(Coordinate annotation records)
<<<<

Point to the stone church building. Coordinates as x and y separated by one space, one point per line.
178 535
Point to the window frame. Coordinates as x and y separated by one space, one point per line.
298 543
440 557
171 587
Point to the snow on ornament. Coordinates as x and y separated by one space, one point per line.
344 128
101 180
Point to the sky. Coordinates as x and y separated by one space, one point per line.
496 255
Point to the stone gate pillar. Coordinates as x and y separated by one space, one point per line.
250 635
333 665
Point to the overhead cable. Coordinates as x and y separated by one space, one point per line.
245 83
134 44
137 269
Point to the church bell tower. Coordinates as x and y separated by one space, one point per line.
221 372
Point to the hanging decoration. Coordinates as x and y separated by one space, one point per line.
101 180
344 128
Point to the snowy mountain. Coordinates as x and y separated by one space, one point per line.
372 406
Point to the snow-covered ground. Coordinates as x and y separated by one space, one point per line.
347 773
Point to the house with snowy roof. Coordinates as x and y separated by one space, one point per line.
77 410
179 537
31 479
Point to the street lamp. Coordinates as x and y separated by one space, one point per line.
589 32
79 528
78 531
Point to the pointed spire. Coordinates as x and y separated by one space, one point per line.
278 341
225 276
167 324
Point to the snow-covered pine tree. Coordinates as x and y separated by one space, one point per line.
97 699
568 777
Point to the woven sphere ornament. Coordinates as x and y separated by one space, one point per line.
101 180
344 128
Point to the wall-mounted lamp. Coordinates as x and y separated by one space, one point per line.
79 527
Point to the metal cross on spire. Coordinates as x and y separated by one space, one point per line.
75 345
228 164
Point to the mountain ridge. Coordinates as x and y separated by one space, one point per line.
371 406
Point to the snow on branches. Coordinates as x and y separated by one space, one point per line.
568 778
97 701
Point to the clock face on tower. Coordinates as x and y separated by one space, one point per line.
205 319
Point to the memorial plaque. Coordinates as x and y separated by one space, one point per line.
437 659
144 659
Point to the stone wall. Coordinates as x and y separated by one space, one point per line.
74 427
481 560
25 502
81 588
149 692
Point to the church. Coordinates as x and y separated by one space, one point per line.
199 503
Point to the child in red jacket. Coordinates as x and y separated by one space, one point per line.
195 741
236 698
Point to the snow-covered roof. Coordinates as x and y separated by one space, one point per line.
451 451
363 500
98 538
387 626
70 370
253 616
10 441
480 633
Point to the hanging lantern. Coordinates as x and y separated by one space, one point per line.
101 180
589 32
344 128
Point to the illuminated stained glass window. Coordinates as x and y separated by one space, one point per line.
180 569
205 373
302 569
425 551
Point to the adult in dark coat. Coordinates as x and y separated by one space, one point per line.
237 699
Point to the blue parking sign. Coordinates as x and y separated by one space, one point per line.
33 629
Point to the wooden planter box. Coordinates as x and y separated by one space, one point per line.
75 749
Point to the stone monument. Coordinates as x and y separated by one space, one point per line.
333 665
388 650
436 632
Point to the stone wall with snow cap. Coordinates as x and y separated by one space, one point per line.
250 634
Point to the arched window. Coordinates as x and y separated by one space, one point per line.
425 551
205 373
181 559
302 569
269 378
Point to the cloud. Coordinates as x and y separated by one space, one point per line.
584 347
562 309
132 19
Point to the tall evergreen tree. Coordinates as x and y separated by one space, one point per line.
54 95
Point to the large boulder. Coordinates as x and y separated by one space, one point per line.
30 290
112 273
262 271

>>>>

Copy out all the records above again, switching "one space" to "a comma" wherever it appears and leaving everything else unchanged.

Point to the stone church building. Coordinates as x and y separated by a comma, one point per line.
178 535
Point to the window frame. Coordinates as x and y separated by a comma, one point per line.
298 543
440 557
171 587
Point to the snow on ornament. Coordinates as x and y separated by a comma, one point per line.
344 128
101 180
Point to the sky. Coordinates as x and y separated by a comma, one point per line.
496 255
Point to the stone gate pillar. Coordinates as x and y separated by a comma, one point per line.
250 635
333 665
Point to the overhead cable. Coordinates as x and y separated by a comma, one point per line.
245 83
134 44
137 269
Point to the church bell tower. Coordinates as x and y separated by a comma, one point per line.
221 372
Point to the hanging decoration. Coordinates as x and y separated by a comma, one point per line.
101 180
344 128
Point to the snowy mountain. Coordinates as x and y separated by a comma, one point per line.
372 406
Point to the snow-covered ground. Coordinates as x and y separated by a comma, one point per line.
347 773
Point to the house with snowy roof. Coordinates as x and y separated by a comma, one point per line.
77 410
179 537
31 479
Point to the street lamp. Coordinates as x and y separated by a comma, one point per line.
589 32
79 528
78 531
Point to the pointed spire. Coordinates as x and y separated by a comma, one point per line.
278 341
225 276
167 324
Point to the snow-covered pine tree. Coordinates as x and y separated by a comma, one point per line.
97 699
568 777
Point to the woven sphere ornament. Coordinates as x and y separated by a comma, one point per line.
101 180
344 128
Point to the wall-mounted lamp. Coordinates as x and y separated by a comma, one point per line.
79 527
Point to the metal cross on spire. Coordinates as x and y separated by a comma, one point per line.
75 345
228 164
Point to the mountain ridge. Coordinates as x and y separated by a comma, one point per line.
371 406
Point to the snow on branches. Coordinates as x and y separated by a comma, one point per line.
568 778
97 701
Point to the clock face on tower. Coordinates as x and y separated by a comma, one point per line.
205 319
Point to the memorial plaque. Coordinates as x and y separated by a comma, one point per line.
437 659
144 659
Point to the stone wall. Coordinates as x and y separated by a comma, one point per line.
74 427
481 560
25 502
81 588
149 692
Point to the church. Coordinates as x and y separated by a comma, one point per line.
199 503
Point to the child in red jacket. Coordinates as x and y separated by a comma, one point per line.
195 741
236 698
Point to the snow-covered roof. Coordinates as x and y separated by a comma, one point per line.
451 451
363 500
98 538
387 626
70 370
253 616
10 441
480 633
Point to the hanging lantern. Coordinates as x and y separated by a comma, one point per line.
101 180
589 32
344 128
Point to the illuminated stained glass window. Coordinates as x and y separated by a comma, one point per line.
180 569
205 373
302 569
425 551
Point to the adult in dark coat. Coordinates as x and y separated by a comma, one point per line.
237 699
Point to the blue parking sign. Coordinates as x and y separated by a comma, one point per line.
33 629
Point to the wooden planter box. Coordinates as x and y separated by a comma, one point per line.
75 749
Point to the stone monument. Coordinates as x and y separated by a comma, one point per line.
333 665
388 650
436 632
Point to the stone wall with snow cap. Coordinates as x and y separated by a comma, one point per line.
250 634
Point to the arched window. Coordinates as x and y separated by a comma, one point per line.
425 551
205 373
181 559
302 569
269 378
Point to the cloud. Coordinates as x and y separated by a comma, one point per line.
584 347
562 309
132 19
Point to the tall evergreen tree. Coordinates as x and y separated by a comma, one point per line.
54 95
Point to the large boulder. Coordinates as x and y separated by a comma, one point per line.
30 290
112 273
262 271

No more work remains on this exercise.